Extract every line below that contains the word "hedge". Copy each such line in full.

>> begin Material

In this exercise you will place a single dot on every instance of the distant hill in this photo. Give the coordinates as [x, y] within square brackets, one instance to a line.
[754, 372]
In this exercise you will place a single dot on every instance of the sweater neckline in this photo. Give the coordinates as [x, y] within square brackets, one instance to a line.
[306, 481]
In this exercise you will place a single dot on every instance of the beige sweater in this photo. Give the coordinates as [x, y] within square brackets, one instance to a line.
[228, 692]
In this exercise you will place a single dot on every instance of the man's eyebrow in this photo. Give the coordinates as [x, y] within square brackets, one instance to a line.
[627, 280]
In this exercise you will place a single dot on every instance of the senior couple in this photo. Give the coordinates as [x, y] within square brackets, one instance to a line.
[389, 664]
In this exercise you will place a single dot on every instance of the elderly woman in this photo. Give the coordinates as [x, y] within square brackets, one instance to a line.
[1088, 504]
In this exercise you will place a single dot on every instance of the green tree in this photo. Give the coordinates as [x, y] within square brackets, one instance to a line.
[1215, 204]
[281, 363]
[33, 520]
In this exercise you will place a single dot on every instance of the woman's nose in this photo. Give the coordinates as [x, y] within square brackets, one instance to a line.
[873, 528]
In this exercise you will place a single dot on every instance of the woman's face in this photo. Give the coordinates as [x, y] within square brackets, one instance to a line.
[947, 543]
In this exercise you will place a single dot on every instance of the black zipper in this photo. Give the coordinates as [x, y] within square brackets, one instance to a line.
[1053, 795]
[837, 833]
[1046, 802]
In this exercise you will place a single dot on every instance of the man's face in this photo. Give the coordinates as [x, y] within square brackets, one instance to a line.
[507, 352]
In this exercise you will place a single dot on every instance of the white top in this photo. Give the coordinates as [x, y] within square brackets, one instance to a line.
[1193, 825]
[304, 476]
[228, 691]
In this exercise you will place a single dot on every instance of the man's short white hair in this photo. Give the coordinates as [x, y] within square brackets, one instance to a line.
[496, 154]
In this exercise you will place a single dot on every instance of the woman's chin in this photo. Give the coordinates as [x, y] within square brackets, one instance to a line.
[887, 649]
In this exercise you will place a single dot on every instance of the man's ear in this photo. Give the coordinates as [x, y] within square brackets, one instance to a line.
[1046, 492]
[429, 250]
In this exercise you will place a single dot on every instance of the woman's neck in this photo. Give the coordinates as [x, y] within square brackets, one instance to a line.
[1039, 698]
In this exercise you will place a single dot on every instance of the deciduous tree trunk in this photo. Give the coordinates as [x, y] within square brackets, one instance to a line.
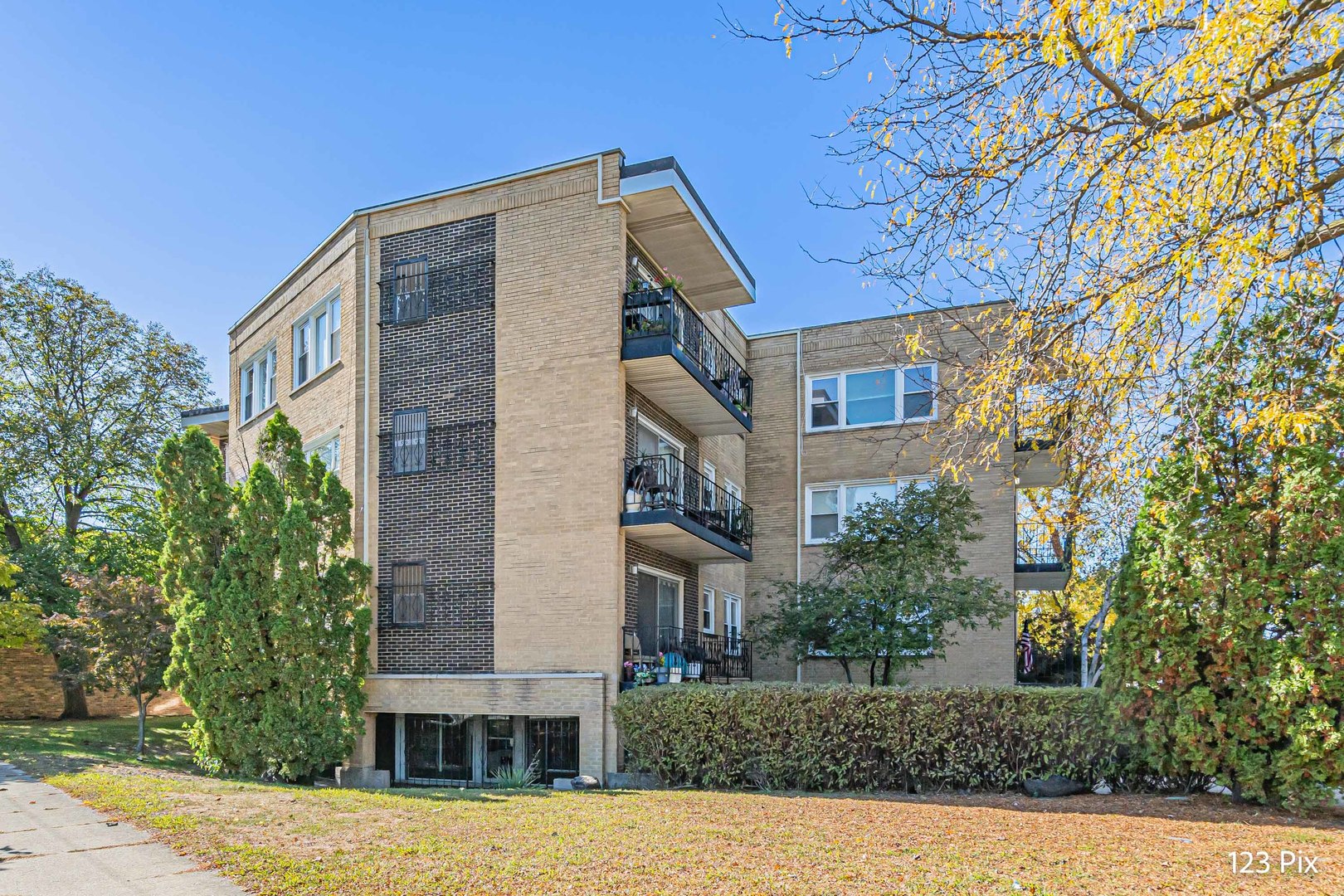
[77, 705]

>> end Material
>> begin Material

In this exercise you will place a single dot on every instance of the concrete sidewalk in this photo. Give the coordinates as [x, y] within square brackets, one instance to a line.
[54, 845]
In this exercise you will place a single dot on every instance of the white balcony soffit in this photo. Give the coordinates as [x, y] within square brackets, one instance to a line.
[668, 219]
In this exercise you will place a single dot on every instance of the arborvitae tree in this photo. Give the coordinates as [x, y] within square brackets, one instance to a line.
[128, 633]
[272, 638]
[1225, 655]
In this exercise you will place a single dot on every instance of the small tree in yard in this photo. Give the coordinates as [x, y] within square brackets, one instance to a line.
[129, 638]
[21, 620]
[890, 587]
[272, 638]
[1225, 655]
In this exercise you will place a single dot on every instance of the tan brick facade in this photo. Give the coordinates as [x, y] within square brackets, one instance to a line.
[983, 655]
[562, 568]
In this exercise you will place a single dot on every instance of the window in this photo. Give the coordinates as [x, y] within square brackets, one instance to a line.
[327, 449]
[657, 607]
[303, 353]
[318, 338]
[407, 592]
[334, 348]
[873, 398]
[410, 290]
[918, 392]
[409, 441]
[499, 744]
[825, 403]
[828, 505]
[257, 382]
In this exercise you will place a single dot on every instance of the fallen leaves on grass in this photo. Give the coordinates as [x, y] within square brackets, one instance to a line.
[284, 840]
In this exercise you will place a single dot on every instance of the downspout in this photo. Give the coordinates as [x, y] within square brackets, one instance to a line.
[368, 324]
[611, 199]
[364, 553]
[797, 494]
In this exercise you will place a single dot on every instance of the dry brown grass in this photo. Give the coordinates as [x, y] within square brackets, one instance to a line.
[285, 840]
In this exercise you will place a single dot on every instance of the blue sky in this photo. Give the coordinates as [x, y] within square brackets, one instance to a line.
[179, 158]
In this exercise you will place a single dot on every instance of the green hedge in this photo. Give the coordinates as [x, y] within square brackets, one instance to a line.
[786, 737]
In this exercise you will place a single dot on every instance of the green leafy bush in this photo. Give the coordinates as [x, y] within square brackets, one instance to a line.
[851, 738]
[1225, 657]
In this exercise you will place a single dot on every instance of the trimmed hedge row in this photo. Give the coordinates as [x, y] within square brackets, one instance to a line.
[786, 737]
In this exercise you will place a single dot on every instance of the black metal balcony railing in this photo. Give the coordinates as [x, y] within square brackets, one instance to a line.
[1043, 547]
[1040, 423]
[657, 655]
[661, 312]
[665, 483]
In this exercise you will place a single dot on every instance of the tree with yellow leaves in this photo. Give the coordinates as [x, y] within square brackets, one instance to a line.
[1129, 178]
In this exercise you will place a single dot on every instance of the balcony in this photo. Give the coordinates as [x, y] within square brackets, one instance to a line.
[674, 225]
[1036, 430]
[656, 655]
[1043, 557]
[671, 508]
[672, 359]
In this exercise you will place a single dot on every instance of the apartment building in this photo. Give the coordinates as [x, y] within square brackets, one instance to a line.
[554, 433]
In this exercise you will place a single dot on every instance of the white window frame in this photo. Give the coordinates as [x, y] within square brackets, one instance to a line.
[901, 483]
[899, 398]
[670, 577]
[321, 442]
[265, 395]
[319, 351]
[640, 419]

>> end Material

Final result -
In this exercise you will place a single dot on every instance of the green hedge in this photo. Give the coordinates as [x, y] within square brackets, one instance to a line.
In this exercise you will place a single dot on every instance of the trimmed hedge row in this photo. Give the coordinates as [x, y] within square brackets, one instance to a line.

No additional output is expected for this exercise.